:: Required tasks ::
• 1. In the Slack MCP server excerpt below, rewrite the paragraph beginning "C1 hosts the Slack MCP server" as a short list that keeps its main facts.
• 2. The Slack MCP server excerpt below names the Slack resources whose access you can govern. List all of them.
• 3. Answer these questions about the Slack MCP server excerpt below:
(a) What kind of authorization does Slack use?
(b) What must be enabled for your tenant before you begin?
(c) What must you have permission to create and configure?

The Slack MCP server lets you govern access to Slack — channels, messages, users, files, and search — as tools your AI clients can call through C1.

Slack uses per-user OAuth, which is recommended: each person authorizes with their own Slack account, so every tool call runs under that user's identity and permissions.

## How C1 connects to Slack

C1 hosts the Slack MCP server, so your users' AI clients only ever see MCP tools — they never call Slack directly. When an AI client calls one of these tools, C1 makes the matching request to the Slack API using the credentials you configure here, then returns the result to the AI client.

The credentials you set up below are what C1 uses to call Slack on your users' behalf.

## Before you begin

* AI access management must be enabled for your tenant. See [Enable AI access management](/product/admin/enable-ai-access-management).
* Permission to create and configure a Slack app. See Slack's [guide to installing apps with OAuth](https://docs.slack.dev/authentication/installing-with-oauth/).

:: Material provided ::
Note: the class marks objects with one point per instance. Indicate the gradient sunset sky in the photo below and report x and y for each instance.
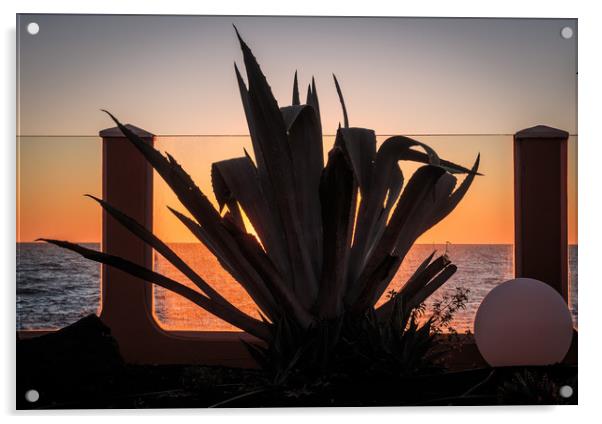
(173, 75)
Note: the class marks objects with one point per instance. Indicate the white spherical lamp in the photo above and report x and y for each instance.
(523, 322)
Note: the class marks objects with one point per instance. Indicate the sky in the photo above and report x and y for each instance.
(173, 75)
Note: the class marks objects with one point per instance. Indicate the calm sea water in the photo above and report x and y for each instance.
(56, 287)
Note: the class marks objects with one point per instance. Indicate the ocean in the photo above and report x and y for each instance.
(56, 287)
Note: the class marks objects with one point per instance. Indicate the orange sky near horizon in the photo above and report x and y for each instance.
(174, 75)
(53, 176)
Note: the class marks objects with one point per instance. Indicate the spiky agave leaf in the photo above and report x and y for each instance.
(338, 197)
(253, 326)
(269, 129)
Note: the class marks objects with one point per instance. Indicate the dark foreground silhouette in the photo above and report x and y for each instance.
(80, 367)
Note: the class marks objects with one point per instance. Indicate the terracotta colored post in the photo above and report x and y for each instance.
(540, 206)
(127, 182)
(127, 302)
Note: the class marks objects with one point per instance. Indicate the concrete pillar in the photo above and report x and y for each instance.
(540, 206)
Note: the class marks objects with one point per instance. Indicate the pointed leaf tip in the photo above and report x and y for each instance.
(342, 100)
---
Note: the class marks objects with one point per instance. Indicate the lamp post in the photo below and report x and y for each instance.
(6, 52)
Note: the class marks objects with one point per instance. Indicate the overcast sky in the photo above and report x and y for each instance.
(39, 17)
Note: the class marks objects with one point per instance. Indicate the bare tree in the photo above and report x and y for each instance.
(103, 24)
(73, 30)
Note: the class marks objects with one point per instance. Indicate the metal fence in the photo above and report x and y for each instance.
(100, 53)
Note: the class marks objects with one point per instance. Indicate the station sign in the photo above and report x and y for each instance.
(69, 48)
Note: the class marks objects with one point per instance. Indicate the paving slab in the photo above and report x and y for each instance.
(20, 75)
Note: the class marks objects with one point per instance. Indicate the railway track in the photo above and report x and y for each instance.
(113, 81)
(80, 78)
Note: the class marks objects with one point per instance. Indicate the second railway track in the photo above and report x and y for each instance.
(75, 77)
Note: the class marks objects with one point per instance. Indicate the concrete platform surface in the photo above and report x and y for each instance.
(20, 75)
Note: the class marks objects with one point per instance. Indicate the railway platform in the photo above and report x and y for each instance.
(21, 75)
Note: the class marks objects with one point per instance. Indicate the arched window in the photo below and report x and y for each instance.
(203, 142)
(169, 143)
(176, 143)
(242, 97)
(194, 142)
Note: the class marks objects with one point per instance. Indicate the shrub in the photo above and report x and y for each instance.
...
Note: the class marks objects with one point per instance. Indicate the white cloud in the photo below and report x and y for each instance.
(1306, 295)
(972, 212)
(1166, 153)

:: Response list ::
• 1.
- C1 hosts the Slack MCP server.
- Users' AI clients see only MCP tools and never call Slack directly.
- When an AI client calls a tool, C1 sends the matching request to the Slack API using the configured credentials.
- C1 then returns the result to the AI client.

• 2.
- Channels
- Messages
- Users
- Files
- Search

• 3.
(a) Per-user OAuth.
(b) AI access management.
(c) A Slack app.